**所给文段**
####################

【产业观察者】李灿院士:液态阳光,人类可持续发展的清洁能源

  来源:产业观察者

  发布时间:2023-12-03

  今年年初就跟李灿院士约访谈的时间,但一晃就到了10月。有趣的是,这10个月来,绿色甲醇的行情发生了巨大的变化,甲醇船舶订单激增、甲醇汽车推广进展迅速、绿色甲醇点燃亚运火炬……李灿院士的时间显然更加紧张了,国庆长假后的第一个工作日,我约到了李灿院士的时间,虽然在我后面还排了几波人,但李灿院士还是给了我一个半小时的访谈,详细地介绍了液态阳光研究的初衷、原理、工业化示范、及产业化项目进程。我们从这个坚持了20多年新能源探索的案例,可以感受到能源变革的重大意义和力量。

——郑贤玲

1 基础研究:"道法自然“的可持续能源

  《产业观察者》:首先,和我们今天追踪绿氢热点不同,您好像很早就开始了“液态阳光”的研究项目,请您回顾一下研究“液态阳光”的背景?

  李灿院士:故事说来很长,我开始新能源尤其是太阳能转化的新能源研究起步于二十多年前,当时政府和市场对新能源发展还没有要求,当初,触发我考虑新能源的主要原因是能源和社会可持续发展的问题。

  之前,我的研究主要在化石能源的催化转化方面,研究做得比较多的是化石能源如石油、煤炭和天然气转换相关的催化基础研究,学术上已经取得了一些成绩。但我深刻地感受到这些能源是不可持续的,特别是当我了解到一些化石资源不可持续的活生生的案例,例如,一些大型的煤矿枯竭了,油田也枯竭或产量逐年下降等等,另外,过度使用化石资源是导致环境恶化的主要原因,这些情况日渐恶化,对国家乃至人类社会的当下和未来都是非常严峻的问题,所以,我比较早地考虑把研究重心转移到新能源方向。

  转到新能源方向的第一个切入课题就是分解水制氢,首先通过太阳能光催化分解水制氢,从科学原理上来看,要想从传统能源转型到清洁能源,第一个瓶颈或是第一个要攻克的关口就是分解水制氢,这样才能把太阳能等可再生能源转化成氢能。

  我们的研究把道法自然作为遵循的原则。在自然光合过程中,植物将太阳能转化为化学能,为人类提供了一个学习的榜样,光合作用原理的第一步就是水分解,从水里面把质子和电子拿出来,供给后面的光合反应,将二氧化碳转化为碳水化合物,进而形成生物质能源。道法自然就应该走这条路:第一步从水分解获得氢,把太阳能储存成氢能,而氢就是一个化学分子了,通过它然后去转换其他分子。

####################

**任务数据**
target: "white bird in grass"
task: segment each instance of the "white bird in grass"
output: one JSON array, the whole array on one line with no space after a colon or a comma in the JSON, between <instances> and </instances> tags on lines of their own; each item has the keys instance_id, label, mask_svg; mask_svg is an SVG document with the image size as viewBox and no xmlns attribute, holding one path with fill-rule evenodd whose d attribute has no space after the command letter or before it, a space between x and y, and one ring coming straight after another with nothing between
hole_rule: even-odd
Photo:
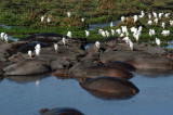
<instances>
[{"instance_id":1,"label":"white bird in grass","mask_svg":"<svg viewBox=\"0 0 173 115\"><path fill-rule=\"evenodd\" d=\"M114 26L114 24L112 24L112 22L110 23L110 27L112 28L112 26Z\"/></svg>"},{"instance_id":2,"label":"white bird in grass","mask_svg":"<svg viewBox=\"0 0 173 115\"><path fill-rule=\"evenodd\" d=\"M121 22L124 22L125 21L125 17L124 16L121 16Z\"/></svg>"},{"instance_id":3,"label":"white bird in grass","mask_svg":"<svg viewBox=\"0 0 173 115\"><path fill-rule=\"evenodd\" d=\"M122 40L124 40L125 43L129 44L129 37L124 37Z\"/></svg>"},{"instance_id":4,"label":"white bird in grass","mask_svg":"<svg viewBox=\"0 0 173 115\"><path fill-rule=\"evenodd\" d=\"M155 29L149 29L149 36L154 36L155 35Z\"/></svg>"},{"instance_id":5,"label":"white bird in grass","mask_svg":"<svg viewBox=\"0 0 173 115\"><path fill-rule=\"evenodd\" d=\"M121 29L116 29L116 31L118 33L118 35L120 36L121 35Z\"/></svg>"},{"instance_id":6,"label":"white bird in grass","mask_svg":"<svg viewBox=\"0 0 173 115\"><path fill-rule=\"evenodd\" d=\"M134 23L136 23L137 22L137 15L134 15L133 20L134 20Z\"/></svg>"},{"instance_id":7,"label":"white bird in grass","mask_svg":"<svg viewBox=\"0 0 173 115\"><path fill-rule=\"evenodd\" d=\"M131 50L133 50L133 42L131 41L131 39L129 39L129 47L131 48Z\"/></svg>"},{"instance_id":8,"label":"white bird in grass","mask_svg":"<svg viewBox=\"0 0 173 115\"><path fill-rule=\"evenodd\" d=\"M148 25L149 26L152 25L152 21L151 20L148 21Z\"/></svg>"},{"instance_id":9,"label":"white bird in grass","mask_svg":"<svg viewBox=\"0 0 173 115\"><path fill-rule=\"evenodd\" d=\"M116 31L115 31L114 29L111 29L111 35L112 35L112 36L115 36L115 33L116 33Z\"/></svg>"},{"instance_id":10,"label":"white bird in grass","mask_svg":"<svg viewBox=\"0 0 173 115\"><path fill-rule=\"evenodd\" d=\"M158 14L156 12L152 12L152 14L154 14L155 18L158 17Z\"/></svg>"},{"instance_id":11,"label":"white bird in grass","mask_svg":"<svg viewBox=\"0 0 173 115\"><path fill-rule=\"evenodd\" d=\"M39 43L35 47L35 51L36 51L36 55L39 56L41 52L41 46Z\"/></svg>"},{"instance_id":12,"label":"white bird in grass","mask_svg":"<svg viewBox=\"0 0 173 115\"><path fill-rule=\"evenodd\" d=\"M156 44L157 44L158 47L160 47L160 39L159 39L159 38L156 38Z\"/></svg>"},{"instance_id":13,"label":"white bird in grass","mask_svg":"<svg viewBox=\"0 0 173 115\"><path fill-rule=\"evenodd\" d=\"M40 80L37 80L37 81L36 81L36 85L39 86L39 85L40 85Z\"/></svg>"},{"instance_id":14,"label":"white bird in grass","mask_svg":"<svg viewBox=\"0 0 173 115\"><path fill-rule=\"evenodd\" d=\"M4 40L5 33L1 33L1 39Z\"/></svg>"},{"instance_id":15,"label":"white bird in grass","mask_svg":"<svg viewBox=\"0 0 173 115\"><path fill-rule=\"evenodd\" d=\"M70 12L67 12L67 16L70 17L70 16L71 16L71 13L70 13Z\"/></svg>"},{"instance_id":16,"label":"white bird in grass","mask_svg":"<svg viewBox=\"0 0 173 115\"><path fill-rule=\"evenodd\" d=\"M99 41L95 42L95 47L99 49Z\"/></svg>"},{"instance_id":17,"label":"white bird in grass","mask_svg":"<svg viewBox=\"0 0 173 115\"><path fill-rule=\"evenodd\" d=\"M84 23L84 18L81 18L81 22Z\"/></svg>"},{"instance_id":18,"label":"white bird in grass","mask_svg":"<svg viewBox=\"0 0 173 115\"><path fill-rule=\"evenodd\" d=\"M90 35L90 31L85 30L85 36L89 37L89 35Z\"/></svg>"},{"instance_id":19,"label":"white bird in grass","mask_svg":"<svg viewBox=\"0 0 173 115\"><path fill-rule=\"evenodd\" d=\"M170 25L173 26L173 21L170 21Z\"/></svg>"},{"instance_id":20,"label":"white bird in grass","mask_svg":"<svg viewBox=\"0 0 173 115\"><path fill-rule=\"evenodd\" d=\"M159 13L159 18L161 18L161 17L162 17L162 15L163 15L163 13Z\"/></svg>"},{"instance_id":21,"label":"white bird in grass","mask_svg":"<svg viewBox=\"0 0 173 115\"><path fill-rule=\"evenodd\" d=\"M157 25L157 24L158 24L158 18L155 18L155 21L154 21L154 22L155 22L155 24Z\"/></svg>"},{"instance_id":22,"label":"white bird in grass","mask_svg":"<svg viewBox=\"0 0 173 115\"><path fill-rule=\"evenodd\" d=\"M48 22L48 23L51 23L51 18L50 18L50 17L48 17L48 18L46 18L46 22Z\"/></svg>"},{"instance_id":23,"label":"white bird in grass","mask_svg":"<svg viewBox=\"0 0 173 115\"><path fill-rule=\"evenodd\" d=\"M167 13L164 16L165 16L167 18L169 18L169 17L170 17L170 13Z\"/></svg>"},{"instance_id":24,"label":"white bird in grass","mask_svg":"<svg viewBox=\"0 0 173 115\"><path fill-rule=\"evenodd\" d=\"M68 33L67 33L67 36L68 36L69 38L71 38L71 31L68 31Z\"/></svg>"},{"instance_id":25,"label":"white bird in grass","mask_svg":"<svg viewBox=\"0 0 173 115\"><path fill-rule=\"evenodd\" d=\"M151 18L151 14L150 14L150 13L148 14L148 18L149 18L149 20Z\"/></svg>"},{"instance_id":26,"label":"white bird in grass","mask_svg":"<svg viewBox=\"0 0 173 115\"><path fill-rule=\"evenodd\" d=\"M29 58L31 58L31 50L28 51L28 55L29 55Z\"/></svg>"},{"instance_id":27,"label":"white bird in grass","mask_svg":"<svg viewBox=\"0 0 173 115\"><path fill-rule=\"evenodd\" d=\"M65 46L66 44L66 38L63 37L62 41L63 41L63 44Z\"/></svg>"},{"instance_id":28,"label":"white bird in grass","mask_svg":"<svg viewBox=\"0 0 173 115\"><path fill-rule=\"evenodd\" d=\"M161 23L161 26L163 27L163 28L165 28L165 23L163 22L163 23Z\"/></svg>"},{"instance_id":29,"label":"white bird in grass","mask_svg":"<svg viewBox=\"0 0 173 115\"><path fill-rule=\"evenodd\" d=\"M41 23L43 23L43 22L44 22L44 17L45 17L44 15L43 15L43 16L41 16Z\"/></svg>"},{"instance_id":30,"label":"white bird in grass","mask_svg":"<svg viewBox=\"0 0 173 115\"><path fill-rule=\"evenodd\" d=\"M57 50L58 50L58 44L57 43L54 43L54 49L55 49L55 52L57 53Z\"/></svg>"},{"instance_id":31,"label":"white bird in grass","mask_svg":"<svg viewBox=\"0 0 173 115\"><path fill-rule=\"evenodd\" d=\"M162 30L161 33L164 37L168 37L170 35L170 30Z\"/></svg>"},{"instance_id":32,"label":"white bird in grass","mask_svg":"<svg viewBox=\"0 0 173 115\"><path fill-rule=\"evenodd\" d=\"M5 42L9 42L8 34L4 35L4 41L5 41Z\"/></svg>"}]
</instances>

####################

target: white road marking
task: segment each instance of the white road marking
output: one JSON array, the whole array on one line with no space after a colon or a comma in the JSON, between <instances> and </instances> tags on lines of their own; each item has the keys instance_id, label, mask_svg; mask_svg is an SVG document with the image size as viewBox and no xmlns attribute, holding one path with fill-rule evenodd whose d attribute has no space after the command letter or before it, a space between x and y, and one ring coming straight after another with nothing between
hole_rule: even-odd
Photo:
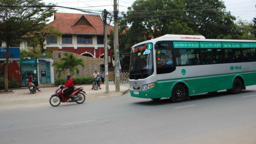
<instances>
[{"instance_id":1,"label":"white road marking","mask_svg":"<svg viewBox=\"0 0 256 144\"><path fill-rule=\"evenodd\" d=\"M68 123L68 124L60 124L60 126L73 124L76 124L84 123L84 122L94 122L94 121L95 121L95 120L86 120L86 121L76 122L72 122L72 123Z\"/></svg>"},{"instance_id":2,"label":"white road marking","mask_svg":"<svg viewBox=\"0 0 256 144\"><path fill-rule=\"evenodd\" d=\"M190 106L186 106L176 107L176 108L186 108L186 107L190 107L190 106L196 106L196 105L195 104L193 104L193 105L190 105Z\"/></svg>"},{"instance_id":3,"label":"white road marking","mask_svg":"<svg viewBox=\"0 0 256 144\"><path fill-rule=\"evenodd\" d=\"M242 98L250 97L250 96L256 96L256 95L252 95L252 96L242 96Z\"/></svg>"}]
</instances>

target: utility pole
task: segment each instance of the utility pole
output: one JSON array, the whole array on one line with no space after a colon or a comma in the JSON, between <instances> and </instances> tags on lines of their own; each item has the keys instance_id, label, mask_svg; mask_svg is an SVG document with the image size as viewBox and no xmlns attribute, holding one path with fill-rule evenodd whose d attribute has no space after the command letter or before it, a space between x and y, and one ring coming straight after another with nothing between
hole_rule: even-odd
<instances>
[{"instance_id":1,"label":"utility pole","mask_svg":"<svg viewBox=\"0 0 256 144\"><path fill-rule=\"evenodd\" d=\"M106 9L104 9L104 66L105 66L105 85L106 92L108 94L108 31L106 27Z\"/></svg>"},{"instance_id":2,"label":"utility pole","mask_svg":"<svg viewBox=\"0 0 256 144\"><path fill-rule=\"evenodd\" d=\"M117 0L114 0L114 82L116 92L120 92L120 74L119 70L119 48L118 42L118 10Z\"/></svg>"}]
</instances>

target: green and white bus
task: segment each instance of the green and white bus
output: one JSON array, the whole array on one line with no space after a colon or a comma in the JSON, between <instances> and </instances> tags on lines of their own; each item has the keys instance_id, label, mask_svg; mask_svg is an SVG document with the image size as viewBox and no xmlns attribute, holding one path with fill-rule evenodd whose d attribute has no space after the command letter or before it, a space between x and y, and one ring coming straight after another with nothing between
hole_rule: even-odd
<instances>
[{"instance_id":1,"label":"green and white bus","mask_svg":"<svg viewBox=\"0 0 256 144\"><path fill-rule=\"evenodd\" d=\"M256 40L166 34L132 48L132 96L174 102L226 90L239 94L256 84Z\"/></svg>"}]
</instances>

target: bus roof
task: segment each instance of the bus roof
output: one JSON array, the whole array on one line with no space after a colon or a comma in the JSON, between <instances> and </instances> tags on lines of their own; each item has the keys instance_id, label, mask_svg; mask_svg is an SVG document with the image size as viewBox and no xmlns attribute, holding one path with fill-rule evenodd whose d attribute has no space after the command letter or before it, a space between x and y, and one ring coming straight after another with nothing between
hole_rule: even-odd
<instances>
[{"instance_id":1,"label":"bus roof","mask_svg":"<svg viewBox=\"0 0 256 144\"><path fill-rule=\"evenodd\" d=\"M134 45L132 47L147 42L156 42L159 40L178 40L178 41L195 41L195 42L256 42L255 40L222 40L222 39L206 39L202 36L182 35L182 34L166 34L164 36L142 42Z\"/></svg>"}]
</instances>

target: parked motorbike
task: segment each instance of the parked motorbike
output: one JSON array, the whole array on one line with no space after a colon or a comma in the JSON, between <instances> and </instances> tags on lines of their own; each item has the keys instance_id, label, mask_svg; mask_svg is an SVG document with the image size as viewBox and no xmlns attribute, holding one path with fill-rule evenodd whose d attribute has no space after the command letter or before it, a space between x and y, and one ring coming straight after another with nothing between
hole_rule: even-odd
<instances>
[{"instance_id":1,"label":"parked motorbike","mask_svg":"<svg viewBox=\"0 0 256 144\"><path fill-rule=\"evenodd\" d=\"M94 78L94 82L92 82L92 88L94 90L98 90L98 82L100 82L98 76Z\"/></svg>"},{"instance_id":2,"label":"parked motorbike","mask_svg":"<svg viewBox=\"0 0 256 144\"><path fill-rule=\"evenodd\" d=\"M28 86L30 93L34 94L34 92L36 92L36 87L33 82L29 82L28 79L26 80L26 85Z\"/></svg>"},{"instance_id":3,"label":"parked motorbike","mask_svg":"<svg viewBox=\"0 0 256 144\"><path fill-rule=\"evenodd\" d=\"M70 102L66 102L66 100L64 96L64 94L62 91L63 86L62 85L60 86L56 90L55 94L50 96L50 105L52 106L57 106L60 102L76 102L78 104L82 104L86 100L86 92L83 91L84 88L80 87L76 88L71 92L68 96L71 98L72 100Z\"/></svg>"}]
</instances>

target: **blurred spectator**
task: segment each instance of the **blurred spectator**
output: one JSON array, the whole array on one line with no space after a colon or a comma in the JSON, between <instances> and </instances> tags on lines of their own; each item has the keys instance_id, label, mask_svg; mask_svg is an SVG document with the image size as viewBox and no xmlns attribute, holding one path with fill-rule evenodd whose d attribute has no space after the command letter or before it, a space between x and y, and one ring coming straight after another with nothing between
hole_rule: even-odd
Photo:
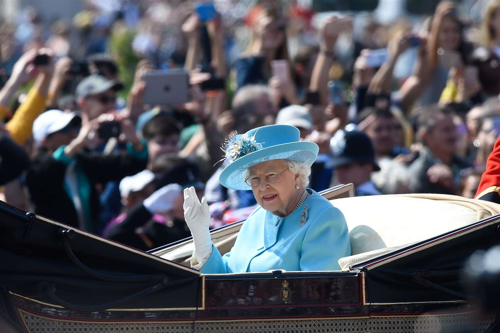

####################

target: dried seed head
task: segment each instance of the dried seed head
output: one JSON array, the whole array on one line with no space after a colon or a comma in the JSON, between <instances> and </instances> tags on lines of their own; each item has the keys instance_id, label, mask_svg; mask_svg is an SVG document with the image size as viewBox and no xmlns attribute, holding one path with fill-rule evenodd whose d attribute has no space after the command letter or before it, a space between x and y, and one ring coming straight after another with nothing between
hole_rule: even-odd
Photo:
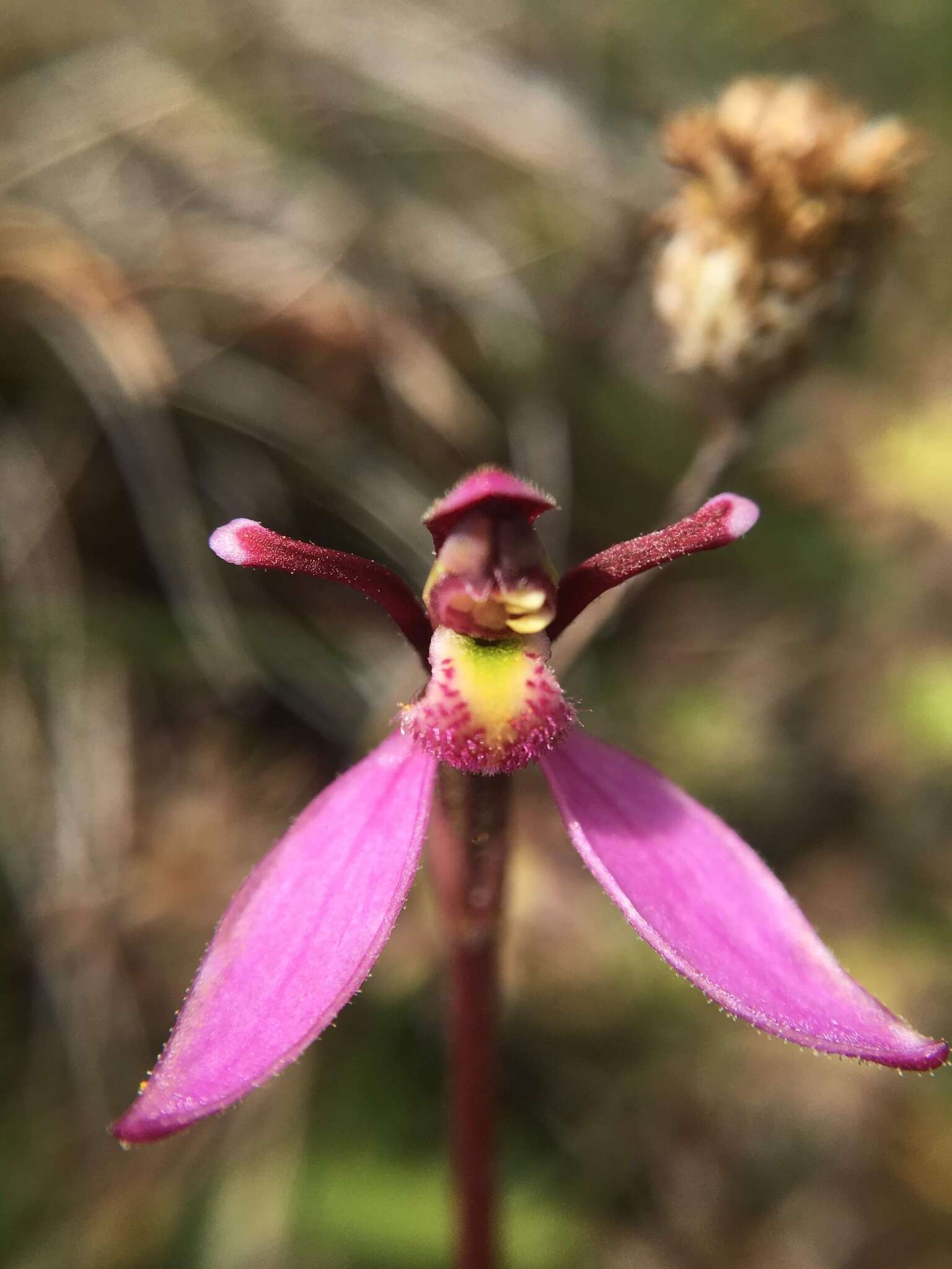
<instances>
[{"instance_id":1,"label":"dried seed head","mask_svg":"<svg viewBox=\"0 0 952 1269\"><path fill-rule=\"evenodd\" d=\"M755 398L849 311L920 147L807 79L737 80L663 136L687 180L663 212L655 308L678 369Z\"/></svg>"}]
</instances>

####################

**给定指令 1**
请将所给文段中从“今年年初就跟李灿院士约访谈的”起，一直到“到能源变革的重大意义和力量。”为止的内容一字不差地写出。
**给定指令 2**
请从数据行中摘出自含有“target: dried seed head”的那一行起，直至含有“task: segment each instance of the dried”的那一行为止的各行，首尾两行均包括在内，逐字照录。
所给文段与各数据行彼此独立，互不关联。

**示范解答 1**
今年年初就跟李灿院士约访谈的时间,但一晃就到了10月。有趣的是,这10个月来,绿色甲醇的行情发生了巨大的变化,甲醇船舶订单激增、甲醇汽车推广进展迅速、绿色甲醇点燃亚运火炬……李灿院士的时间显然更加紧张了,国庆长假后的第一个工作日,我约到了李灿院士的时间,虽然在我后面还排了几波人,但李灿院士还是给了我一个半小时的访谈,详细地介绍了液态阳光研究的初衷、原理、工业化示范、及产业化项目进程。我们从这个坚持了20多年新能源探索的案例,可以感受到能源变革的重大意义和力量。

**示范解答 2**
target: dried seed head
task: segment each instance of the dried seed head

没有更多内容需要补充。